EXCERPTED TEXT:
The Particle That Wasn't
The New York Times, August 8, 2016
The Large Hadron Collider at CERN in 2014. <i>Credit Pierre Albouy/Reuters</i>
The Large Hadron Collider at CERN in 2014.
Credit Pierre Albouy/Reuters
by Dennis Overbye, The New York Times

A great "might have been" for the universe, or at least for the people who study it, disappeared Friday.

Last December, two teams of physicists working at CERN's Large Hadron Collider reported that they might have seen traces of what could be a new fundamental constituent of nature, an elementary particle that is not part of the Standard Model that has ruled particle physics for the last half-century.

A bump on a graph signaling excess pairs of gamma rays was most likely a statistical fluke, they said. But physicists have been holding their breath ever since.

If real, the new particle would have opened a crack between the known and the unknown, affording a glimpse of quantum secrets undreamed of even by Einstein. Answers to questions like why there is matter but not antimatter in the universe, or the identity of the mysterious dark matter that provides the gravitational glue in the cosmos. In the few months after the announcement, 500 papers were written trying to interpret the meaning of the putative particle.

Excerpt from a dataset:
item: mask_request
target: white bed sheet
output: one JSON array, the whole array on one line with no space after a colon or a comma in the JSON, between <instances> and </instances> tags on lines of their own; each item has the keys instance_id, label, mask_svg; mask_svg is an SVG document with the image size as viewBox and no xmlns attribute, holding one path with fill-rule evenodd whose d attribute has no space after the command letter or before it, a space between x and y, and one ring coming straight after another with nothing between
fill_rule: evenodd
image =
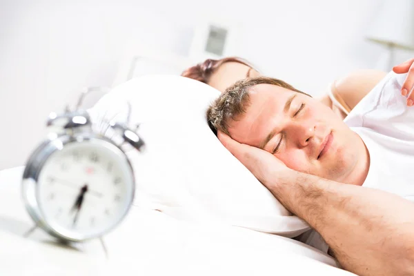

==

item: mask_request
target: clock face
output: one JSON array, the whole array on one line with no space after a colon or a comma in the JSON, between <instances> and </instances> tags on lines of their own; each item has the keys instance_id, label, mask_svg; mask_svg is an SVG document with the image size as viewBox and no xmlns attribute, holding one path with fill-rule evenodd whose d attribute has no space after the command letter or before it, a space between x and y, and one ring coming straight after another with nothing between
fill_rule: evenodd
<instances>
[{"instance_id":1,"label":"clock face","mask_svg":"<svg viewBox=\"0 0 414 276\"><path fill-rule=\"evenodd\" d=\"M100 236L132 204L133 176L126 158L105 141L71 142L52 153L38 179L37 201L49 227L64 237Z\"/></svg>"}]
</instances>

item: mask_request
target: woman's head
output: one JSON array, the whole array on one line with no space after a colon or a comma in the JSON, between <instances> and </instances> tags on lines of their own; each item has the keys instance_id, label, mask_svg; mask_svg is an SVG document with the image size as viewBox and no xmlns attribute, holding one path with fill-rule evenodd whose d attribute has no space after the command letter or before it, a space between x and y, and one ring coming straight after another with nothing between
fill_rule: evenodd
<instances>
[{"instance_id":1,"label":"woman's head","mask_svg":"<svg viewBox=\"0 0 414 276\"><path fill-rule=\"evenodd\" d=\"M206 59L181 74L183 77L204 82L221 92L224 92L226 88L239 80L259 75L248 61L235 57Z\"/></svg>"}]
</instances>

WHAT THIS EXERCISE ASKS:
1. In "The Particle That Wasn't," how many papers were written in the few months after the announcement?
2. Revise "The Particle That Wasn't," starting with "The Particle That" and going on through "breath ever since.", so that "statistical fluke" becomes "random fluctuation".

OUTPUTS IN ORDER:
1. 500 papers were written trying to interpret the meaning of the putative particle.

2.
The Particle That Wasn't
The New York Times, August 8, 2016
The Large Hadron Collider at CERN in 2014. <i>Credit Pierre Albouy/Reuters</i>
The Large Hadron Collider at CERN in 2014.
Credit Pierre Albouy/Reuters
by Dennis Overbye, The New York Times

A great "might have been" for the universe, or at least for the people who study it, disappeared Friday.

Last December, two teams of physicists working at CERN's Large Hadron Collider reported that they might have seen traces of what could be a new fundamental constituent of nature, an elementary particle that is not part of the Standard Model that has ruled particle physics for the last half-century.

A bump on a graph signaling excess pairs of gamma rays was most likely a random fluctuation, they said. But physicists have been holding their breath ever since.